**What to produce**.
Pull out each line in the records below that contains the word "wheel", and copy those lines in full. Case counts when matching.

**Supplied entries**.
————

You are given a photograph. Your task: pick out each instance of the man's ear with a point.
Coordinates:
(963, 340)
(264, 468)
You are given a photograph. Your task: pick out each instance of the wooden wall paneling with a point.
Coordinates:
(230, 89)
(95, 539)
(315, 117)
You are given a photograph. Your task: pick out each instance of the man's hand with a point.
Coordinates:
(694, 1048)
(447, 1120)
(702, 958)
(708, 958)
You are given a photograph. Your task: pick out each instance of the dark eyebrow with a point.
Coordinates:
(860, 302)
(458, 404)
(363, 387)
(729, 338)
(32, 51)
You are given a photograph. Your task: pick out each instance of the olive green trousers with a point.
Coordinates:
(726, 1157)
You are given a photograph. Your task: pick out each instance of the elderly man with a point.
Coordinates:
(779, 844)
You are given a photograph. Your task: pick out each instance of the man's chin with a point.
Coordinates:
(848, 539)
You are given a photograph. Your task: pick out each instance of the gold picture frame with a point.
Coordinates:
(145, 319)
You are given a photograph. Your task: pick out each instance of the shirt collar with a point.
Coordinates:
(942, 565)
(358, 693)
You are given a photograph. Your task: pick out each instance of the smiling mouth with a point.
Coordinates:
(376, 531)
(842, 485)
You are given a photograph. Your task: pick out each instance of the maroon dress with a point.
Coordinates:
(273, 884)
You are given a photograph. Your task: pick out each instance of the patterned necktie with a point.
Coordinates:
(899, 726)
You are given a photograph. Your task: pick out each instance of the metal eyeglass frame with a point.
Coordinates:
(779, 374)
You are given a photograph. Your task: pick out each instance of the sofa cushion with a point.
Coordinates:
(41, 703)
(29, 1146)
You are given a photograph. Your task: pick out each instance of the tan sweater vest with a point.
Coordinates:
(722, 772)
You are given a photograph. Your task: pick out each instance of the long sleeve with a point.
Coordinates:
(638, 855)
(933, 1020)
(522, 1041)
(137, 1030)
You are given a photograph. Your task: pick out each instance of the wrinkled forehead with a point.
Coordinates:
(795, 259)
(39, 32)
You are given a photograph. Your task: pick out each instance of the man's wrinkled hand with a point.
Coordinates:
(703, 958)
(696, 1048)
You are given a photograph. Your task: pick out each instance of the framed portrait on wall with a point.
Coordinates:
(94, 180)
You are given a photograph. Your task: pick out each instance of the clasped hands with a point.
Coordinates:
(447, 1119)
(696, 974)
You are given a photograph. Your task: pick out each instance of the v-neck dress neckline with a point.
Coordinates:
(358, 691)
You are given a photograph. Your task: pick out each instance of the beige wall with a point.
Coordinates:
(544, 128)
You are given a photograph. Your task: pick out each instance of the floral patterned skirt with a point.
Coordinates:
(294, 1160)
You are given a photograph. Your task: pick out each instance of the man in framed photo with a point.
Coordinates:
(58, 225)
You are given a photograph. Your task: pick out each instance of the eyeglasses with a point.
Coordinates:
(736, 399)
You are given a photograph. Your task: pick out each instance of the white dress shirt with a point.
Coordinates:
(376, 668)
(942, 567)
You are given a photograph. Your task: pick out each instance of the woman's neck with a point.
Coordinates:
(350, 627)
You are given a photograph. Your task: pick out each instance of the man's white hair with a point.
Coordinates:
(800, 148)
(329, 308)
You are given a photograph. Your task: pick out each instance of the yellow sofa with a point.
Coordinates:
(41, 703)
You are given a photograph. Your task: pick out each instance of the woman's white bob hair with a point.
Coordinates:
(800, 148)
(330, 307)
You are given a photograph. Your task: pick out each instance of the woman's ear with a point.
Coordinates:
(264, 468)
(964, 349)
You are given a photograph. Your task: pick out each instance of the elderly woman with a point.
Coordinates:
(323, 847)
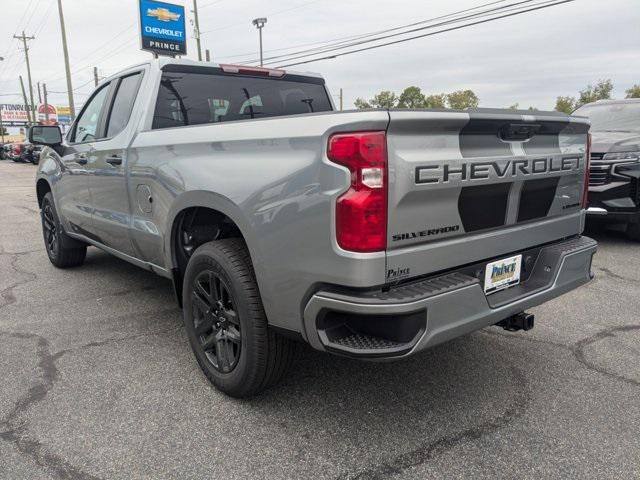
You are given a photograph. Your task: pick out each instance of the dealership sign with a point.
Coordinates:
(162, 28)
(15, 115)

————

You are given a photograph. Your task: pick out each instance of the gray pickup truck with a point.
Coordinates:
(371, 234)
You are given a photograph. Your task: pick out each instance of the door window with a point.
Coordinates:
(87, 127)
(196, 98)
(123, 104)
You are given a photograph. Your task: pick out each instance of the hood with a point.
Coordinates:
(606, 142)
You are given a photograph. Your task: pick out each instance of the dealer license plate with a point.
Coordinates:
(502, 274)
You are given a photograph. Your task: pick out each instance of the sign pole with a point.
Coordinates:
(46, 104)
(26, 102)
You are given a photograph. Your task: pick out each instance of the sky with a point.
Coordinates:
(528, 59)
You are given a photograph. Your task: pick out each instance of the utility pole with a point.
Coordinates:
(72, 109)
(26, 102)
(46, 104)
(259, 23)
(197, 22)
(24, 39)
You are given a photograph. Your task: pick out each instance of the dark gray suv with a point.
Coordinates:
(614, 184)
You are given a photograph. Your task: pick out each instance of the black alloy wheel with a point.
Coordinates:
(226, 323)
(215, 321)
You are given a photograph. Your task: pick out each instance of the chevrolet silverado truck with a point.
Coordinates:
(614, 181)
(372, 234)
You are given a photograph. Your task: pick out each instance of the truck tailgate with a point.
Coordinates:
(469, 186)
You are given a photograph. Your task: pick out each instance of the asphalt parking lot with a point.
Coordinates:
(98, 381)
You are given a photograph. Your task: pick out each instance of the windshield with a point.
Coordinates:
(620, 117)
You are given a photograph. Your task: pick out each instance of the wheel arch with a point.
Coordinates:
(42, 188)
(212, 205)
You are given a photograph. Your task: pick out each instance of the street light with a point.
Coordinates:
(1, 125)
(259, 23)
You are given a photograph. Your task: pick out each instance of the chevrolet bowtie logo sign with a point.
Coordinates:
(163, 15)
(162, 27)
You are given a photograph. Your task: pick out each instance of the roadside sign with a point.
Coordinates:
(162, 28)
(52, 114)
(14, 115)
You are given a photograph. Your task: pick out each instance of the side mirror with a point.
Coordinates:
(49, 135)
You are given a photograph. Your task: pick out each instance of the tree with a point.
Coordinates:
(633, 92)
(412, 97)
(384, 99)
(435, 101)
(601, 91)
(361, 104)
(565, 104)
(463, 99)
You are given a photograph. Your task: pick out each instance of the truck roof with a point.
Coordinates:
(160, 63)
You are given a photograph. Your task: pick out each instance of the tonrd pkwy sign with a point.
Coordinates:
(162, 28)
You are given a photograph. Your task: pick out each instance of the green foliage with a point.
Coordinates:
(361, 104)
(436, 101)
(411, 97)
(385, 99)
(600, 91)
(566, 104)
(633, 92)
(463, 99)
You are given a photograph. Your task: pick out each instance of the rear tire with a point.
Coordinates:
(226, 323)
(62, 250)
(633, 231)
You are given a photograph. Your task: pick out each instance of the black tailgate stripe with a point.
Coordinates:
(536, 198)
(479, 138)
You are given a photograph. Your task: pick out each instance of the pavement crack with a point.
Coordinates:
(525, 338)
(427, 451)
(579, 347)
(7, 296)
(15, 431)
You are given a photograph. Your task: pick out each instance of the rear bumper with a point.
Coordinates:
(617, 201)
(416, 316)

————

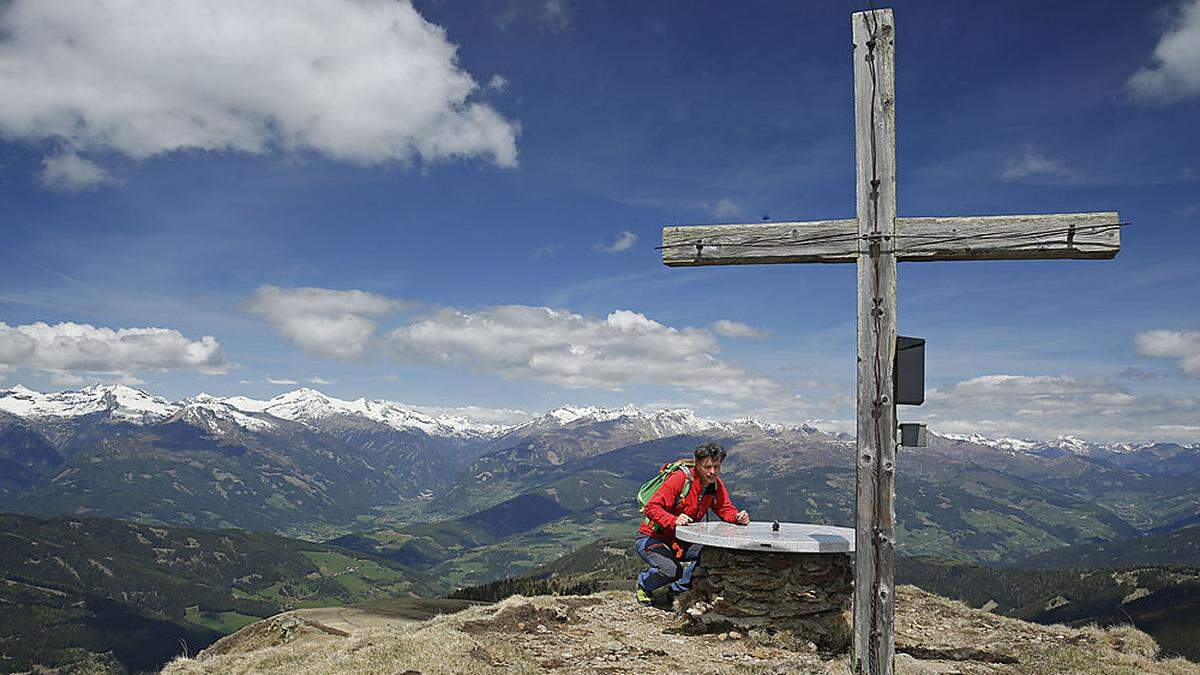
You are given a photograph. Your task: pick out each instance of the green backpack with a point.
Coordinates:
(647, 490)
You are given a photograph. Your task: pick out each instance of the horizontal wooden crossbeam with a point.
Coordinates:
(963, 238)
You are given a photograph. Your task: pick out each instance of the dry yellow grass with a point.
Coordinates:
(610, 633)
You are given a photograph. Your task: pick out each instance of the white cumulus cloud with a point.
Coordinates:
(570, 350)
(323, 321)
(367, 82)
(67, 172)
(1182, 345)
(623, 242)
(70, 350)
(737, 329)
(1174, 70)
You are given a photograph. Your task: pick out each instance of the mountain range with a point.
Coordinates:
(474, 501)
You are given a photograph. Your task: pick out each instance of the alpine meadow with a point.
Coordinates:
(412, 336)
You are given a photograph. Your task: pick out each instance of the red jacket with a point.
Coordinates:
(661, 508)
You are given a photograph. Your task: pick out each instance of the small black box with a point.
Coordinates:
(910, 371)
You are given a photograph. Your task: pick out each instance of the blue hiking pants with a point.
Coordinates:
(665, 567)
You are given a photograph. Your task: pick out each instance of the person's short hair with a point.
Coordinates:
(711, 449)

————

**Solution**.
You are given a photograph. Your task: pick out each instance of the black alloy wheel with a point.
You are given a photograph. Your task: pick out each instance of the wheel arch with a point.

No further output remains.